All lines ahead of the one containing "Wildlife-survey input: mark every instance of the rear wheel" are to be left out; that line and each one after it, through the end of the records below, are to be duplicated exactly.

● **DATA TO PROCESS**

>>>>

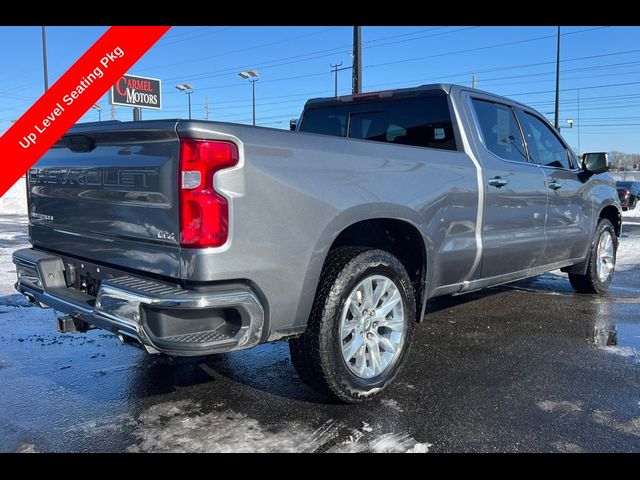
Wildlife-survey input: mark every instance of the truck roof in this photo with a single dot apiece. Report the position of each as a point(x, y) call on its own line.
point(445, 88)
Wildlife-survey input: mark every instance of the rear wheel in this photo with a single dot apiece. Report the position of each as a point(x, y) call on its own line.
point(360, 328)
point(601, 262)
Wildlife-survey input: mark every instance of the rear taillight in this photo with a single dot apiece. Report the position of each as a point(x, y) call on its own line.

<<<<

● **RESPONSE**
Wildlife-survey input: mark every instance of the rear wheel in this photo with a single dot apiece. Report the position of each as a point(x, y) call on its own line.
point(360, 328)
point(601, 262)
Wildlife-survey input: mark every instance of the rear taillight in this photo with a single dot apiece. Report the position of each as a point(x, y) call on its own line.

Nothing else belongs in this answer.